▸ **Exercise aim**: Exact reproductions of all the entries, please, and no pictures.

Dataset entries
----------
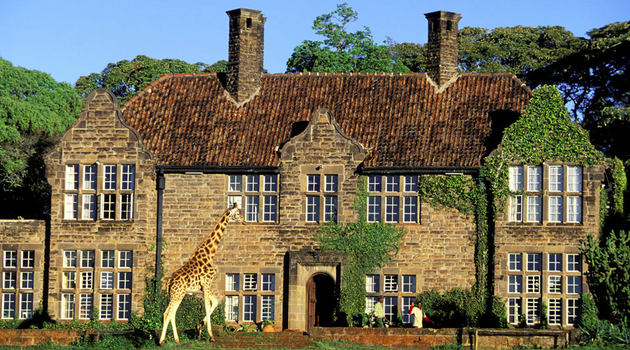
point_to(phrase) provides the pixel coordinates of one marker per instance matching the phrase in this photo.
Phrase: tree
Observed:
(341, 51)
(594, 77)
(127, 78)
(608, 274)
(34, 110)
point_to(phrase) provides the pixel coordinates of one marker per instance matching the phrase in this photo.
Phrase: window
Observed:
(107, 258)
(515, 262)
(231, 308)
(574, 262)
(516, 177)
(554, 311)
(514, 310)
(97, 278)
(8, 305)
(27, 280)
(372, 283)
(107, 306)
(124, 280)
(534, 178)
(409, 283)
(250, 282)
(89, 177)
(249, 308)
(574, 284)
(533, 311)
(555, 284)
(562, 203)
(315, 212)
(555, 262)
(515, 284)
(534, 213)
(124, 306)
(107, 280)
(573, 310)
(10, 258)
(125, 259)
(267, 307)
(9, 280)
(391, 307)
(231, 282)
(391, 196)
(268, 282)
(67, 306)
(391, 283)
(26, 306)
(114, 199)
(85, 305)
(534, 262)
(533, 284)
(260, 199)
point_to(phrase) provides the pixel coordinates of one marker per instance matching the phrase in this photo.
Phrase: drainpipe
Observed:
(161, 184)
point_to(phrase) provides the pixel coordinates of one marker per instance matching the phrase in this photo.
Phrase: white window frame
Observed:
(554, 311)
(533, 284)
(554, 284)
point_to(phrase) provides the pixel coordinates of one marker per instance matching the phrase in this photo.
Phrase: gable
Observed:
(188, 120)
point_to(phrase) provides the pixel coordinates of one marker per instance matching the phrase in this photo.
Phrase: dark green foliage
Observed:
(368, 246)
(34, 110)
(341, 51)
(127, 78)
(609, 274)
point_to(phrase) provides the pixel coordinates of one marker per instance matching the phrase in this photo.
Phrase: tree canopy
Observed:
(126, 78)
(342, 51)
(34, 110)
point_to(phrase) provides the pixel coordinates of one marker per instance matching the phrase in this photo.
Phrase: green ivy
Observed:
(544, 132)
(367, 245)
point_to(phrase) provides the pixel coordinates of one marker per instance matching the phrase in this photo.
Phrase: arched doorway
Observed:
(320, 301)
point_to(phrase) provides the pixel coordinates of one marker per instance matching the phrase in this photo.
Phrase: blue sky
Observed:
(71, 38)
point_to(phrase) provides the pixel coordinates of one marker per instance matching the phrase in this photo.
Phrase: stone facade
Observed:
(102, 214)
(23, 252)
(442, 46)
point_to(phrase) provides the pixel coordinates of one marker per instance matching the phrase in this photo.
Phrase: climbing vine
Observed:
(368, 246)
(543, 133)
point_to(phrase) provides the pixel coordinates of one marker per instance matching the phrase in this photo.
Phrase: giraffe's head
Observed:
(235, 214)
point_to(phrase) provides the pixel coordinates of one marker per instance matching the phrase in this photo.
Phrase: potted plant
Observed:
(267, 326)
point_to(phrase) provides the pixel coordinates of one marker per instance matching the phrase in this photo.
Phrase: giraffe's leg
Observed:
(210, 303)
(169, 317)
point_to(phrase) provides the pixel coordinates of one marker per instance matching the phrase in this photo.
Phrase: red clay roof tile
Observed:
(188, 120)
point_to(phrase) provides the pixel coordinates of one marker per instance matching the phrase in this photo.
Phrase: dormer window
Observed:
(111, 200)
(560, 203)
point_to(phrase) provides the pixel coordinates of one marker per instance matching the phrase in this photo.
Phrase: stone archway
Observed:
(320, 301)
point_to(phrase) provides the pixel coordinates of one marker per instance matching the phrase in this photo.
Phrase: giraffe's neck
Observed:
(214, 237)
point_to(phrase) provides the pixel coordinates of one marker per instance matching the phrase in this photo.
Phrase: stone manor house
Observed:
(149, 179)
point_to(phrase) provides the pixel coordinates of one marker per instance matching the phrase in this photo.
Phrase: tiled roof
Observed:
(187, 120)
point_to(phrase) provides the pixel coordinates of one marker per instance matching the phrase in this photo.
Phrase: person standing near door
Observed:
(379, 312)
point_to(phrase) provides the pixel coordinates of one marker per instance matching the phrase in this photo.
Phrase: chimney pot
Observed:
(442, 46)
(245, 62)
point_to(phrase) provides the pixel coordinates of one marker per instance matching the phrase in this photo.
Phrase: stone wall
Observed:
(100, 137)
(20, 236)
----------
▸ **Problem solution**:
point_to(phrase) provides the pixel coordinates of one marker per instance matching the phrase in this photo.
Phrase: tree
Observed:
(341, 51)
(594, 77)
(127, 78)
(608, 274)
(34, 110)
point_to(phrase) provides the pixel coordinates of one marker per instance matching the phrase in this photo.
Phrase: window
Observed:
(107, 258)
(515, 262)
(231, 308)
(574, 262)
(516, 177)
(554, 311)
(514, 310)
(97, 278)
(8, 305)
(27, 280)
(372, 283)
(107, 306)
(124, 280)
(534, 178)
(409, 283)
(250, 282)
(89, 177)
(249, 308)
(574, 284)
(533, 311)
(555, 284)
(562, 203)
(315, 212)
(555, 262)
(515, 284)
(534, 213)
(124, 306)
(107, 280)
(573, 310)
(10, 258)
(125, 259)
(267, 307)
(9, 280)
(391, 307)
(231, 282)
(391, 196)
(268, 282)
(67, 306)
(391, 283)
(26, 306)
(114, 199)
(85, 305)
(534, 262)
(533, 284)
(260, 199)
point_to(phrase) provides the pixel coordinates of one marker per instance matching the phrase in this photo.
Phrase: drainpipe
Observed:
(161, 184)
point_to(phrase) provides the pixel coordinates of one marker per instance matching the phrase in this photo.
Phrase: white window frame
Observed:
(554, 311)
(533, 284)
(554, 284)
point_to(phrase) provides the pixel coordinates of one marker per instance matching the phrase in this photo.
Phrase: gable
Observed:
(188, 120)
point_to(phrase) provides the pixel coordinates of one marker per instance matching the phrase in this photo.
Phrase: dark green foliage
Observed:
(368, 246)
(34, 110)
(341, 51)
(127, 78)
(609, 274)
point_to(phrase) provides the pixel coordinates of one marker per instance matching the phrase in this photo.
Phrase: tree canopy
Observed:
(126, 78)
(342, 51)
(34, 110)
point_to(phrase) provides the pixel coordinates of one marker per instance matching the phrase in this photo.
Phrase: green ivy
Observed:
(544, 132)
(367, 245)
point_to(phrase) provides the pixel coordinates of one marker per instance matching the phrase in this photo.
Phrase: arched doorway
Observed:
(320, 301)
point_to(phrase) provides the pixel coordinates of one marker per instance matching the phrase in this photo.
Phrase: blue sky
Observed:
(71, 38)
point_to(phrase) provides the pixel coordinates of one marker per instance matching the phrase in this photo.
Phrase: stone facade
Observed:
(102, 214)
(23, 252)
(442, 46)
point_to(phrase) provides the pixel coordinates of one marker per instance matching the phrase in this photo.
Phrase: climbing vine
Observed:
(368, 246)
(543, 133)
point_to(phrase) provides the pixel coordinates of one marker per instance matching the phrase in this photo.
Phrase: giraffe's head
Observed:
(235, 214)
point_to(phrase) provides the pixel coordinates of one marker per instance matching the phrase in this photo.
Phrase: potted plant
Observed:
(267, 326)
point_to(phrase) provides the pixel coordinates of one marker per instance matching the phrase in this photo.
Phrase: giraffe's leg
Observed:
(210, 303)
(169, 317)
point_to(phrase) provides the pixel coordinates of one marker per instance matching the phrase in this photo.
Phrase: red clay roof tile
Observed:
(188, 120)
point_to(phrase) provides the pixel coordinates of one marker per instance matching the phrase in this photo.
Phrase: dormer window
Observed:
(111, 200)
(560, 203)
point_to(phrase) provides the pixel coordinates of one marker per instance matching the phrase in this photo.
Phrase: stone archway
Observed:
(320, 301)
point_to(phrase) provides the pixel coordinates of one marker per instance matching the phrase in this photo.
Phrase: giraffe's neck
Observed:
(214, 237)
point_to(phrase) provides the pixel coordinates of one marker per instance matching the phrase in this photo.
Phrase: stone manor house
Observed:
(149, 179)
point_to(phrase) provides the pixel coordinates of one marker per instance matching the phrase in this photo.
Phrase: tiled roof
Observed:
(187, 120)
point_to(phrase) provides the pixel coordinates of one marker per instance matching the phrase in this photo.
Phrase: person standing near door
Observed:
(379, 312)
point_to(phrase) provides the pixel coordinates of one marker per instance matching the phrase in this photo.
Phrase: chimney pot
Observed:
(442, 46)
(245, 62)
point_to(phrase) provides the pixel coordinates of one marker per instance matching the phrase in this photo.
Phrase: stone wall
Observed:
(100, 137)
(20, 236)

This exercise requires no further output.